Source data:
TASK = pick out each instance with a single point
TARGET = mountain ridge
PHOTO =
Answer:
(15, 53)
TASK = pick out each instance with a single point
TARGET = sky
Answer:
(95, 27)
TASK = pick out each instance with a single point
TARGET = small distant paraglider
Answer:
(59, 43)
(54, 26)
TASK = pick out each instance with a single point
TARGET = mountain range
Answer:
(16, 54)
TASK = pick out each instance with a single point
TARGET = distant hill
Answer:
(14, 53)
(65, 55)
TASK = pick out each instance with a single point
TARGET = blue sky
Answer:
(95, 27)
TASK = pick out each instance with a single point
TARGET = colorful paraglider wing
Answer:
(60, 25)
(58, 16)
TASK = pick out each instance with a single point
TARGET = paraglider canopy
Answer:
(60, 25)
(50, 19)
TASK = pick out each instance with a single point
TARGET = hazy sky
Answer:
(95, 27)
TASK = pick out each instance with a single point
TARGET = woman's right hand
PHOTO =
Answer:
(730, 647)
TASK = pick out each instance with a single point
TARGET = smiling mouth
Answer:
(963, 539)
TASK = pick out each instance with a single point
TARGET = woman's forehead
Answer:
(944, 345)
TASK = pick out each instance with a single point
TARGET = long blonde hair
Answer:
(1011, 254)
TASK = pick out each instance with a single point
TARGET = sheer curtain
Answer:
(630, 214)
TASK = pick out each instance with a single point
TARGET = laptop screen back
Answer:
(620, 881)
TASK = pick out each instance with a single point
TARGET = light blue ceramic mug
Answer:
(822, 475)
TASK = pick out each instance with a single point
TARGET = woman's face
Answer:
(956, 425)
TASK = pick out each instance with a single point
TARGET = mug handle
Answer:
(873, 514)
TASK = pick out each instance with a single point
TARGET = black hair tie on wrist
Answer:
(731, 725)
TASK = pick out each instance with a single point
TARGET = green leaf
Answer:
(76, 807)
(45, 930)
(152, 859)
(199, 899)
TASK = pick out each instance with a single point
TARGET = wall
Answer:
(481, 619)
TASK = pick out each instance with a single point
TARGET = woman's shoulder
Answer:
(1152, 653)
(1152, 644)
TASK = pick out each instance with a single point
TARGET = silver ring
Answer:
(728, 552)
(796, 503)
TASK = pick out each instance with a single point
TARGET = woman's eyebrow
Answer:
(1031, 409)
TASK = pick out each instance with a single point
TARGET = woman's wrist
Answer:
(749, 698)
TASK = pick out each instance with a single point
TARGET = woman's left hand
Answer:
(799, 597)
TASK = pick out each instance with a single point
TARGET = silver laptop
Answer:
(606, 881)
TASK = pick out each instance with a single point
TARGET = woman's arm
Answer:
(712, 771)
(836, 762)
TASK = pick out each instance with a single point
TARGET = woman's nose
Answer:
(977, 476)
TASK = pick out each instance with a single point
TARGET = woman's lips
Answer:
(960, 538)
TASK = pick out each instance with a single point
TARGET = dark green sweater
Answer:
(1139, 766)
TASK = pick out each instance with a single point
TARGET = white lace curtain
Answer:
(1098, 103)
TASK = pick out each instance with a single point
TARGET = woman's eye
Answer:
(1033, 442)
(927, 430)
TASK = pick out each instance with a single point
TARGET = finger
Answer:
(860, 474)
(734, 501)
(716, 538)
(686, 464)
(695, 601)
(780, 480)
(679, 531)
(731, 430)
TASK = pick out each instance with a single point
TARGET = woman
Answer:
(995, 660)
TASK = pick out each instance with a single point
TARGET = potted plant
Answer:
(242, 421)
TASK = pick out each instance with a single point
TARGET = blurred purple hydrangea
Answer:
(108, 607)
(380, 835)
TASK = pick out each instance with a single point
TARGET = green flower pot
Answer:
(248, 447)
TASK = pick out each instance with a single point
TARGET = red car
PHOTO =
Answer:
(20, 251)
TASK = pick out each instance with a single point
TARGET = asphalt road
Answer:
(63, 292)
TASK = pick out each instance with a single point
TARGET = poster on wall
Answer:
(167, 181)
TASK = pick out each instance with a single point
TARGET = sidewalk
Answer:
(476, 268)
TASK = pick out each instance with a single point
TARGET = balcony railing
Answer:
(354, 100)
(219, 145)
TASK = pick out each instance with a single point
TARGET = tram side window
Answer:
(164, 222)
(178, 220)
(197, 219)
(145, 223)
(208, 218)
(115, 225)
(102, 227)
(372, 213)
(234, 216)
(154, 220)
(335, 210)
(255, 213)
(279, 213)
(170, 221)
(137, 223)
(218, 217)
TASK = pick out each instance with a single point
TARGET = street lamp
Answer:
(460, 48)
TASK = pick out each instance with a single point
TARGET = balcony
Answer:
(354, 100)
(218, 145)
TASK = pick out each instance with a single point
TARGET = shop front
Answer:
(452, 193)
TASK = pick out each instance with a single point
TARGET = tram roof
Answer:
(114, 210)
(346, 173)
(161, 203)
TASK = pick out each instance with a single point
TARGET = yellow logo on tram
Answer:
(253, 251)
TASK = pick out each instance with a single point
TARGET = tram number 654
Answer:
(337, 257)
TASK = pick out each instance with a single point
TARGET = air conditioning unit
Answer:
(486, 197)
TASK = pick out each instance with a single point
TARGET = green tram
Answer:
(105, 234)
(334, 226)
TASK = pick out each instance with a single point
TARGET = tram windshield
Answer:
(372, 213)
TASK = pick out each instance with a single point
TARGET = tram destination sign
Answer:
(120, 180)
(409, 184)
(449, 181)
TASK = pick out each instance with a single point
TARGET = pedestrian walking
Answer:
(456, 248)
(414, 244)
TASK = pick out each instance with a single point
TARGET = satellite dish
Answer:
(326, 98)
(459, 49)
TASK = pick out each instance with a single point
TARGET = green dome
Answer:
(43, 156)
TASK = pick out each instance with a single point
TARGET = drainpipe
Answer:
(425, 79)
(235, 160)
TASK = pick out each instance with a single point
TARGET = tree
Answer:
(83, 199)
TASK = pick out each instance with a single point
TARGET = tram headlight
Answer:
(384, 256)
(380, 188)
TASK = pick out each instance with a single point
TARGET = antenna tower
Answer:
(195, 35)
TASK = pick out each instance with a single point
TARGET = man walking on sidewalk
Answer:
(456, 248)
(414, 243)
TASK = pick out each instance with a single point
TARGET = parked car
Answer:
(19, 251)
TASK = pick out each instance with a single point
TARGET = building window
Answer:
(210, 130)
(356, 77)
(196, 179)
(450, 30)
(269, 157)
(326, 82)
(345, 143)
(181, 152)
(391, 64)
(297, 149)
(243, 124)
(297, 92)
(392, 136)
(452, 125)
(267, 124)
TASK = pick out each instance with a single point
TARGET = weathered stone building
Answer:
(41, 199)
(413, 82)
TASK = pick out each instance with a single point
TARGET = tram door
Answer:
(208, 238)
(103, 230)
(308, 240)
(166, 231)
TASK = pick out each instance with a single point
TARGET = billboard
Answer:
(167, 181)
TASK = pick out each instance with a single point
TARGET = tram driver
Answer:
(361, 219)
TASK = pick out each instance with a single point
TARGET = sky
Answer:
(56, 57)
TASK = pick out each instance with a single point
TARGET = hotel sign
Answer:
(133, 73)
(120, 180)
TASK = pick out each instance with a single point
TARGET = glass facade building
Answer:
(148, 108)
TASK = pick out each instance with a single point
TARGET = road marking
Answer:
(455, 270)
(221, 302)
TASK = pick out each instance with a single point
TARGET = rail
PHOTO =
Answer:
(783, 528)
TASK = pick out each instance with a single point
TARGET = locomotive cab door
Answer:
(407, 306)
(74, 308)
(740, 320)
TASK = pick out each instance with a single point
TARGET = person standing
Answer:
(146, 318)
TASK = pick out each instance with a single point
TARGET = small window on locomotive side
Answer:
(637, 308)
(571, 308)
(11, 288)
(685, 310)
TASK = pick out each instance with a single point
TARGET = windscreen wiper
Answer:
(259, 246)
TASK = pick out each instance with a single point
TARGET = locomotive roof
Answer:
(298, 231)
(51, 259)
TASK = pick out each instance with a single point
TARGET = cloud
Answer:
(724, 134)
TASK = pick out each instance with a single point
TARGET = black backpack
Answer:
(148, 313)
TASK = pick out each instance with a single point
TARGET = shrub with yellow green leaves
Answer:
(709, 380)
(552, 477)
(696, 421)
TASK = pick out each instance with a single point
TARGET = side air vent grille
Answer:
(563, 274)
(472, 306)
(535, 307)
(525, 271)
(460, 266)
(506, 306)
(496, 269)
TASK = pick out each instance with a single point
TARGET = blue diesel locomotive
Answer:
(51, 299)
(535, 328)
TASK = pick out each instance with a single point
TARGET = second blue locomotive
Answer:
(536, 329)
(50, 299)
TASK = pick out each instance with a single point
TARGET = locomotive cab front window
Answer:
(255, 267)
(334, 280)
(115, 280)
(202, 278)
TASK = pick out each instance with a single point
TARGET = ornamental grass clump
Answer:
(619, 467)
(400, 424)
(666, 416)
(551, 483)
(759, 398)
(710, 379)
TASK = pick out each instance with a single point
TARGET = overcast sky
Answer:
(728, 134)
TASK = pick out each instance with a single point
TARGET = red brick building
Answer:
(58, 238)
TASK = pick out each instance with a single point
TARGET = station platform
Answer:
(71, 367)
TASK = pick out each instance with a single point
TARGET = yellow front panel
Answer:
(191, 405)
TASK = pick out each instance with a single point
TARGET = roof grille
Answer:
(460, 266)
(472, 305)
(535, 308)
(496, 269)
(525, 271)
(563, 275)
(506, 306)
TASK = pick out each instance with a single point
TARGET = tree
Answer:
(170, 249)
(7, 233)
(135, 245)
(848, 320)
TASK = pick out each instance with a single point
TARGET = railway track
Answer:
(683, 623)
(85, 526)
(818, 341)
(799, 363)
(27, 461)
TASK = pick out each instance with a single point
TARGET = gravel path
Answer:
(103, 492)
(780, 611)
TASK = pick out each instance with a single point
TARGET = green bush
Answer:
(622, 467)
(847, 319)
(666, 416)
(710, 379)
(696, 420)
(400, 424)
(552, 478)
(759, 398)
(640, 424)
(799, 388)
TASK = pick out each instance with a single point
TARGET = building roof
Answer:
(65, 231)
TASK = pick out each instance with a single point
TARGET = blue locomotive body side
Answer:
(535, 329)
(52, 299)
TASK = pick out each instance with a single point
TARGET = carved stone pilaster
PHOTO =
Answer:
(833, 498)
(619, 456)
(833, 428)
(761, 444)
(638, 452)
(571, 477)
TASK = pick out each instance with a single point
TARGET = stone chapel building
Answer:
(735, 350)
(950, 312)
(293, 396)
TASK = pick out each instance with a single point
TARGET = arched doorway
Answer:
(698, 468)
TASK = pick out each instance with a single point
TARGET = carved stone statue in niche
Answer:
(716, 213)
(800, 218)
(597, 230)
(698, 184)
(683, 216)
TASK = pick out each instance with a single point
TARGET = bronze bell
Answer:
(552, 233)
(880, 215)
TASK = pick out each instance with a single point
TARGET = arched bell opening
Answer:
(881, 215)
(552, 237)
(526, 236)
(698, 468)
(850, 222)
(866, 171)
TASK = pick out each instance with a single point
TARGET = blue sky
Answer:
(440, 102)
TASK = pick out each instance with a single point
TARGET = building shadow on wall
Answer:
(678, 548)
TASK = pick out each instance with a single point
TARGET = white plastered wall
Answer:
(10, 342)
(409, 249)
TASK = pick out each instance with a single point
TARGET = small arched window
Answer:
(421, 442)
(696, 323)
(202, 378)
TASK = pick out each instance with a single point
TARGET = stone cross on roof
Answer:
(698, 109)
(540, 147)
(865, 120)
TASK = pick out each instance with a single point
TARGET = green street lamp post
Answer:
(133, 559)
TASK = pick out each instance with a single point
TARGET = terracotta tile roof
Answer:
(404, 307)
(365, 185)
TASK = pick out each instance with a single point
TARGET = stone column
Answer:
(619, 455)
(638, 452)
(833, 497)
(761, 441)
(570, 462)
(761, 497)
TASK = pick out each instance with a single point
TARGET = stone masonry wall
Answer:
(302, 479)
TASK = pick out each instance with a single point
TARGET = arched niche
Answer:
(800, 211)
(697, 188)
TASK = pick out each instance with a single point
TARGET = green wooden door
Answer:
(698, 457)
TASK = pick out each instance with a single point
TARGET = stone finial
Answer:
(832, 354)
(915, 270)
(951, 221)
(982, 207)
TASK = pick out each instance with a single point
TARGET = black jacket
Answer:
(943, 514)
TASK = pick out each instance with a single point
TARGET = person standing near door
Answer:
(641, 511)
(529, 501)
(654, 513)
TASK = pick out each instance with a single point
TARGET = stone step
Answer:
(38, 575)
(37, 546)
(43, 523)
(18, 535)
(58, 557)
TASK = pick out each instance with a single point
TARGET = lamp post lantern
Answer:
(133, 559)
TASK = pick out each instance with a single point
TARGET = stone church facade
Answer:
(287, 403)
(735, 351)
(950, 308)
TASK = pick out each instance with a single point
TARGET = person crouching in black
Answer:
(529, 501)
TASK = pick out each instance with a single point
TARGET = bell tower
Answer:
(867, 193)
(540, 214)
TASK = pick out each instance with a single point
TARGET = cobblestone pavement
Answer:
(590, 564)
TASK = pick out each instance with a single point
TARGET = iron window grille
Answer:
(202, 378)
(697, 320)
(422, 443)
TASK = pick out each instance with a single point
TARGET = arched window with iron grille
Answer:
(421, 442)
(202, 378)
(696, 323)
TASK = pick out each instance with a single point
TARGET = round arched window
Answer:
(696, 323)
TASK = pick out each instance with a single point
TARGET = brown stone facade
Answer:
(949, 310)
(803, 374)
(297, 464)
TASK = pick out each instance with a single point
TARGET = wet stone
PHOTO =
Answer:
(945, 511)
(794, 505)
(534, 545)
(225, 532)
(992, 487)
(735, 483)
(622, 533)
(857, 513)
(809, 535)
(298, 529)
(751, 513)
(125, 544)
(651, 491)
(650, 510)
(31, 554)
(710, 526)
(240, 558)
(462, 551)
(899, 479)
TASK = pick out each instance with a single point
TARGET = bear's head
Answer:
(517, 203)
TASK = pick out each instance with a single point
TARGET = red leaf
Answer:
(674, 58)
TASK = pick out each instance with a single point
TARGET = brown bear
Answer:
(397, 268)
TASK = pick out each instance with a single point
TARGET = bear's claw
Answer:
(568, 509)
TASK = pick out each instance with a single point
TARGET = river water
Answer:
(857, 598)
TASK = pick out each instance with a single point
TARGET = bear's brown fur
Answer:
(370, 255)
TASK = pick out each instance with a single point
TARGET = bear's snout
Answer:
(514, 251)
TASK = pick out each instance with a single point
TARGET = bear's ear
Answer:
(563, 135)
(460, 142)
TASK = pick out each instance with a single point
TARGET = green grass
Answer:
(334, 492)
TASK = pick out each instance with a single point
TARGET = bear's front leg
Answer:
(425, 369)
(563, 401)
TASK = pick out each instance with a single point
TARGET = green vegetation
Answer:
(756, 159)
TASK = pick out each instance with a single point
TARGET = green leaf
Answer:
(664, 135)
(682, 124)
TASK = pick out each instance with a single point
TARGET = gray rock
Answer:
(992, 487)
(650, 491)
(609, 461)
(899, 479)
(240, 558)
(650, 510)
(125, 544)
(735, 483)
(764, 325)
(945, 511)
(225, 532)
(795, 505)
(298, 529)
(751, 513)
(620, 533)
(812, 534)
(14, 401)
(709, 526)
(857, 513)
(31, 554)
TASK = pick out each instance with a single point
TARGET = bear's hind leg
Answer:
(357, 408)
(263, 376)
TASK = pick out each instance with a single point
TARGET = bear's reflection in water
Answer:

> [Assignment]: Your task is to copy each line of the data above that holds "locomotive".

> [Exercise response]:
TARGET = locomotive cab door
TARGET = small window on locomotive side
TARGET = locomotive roof
TARGET = blue diesel locomotive
TARGET = second blue locomotive
TARGET = locomotive cab front window
TARGET = blue locomotive body side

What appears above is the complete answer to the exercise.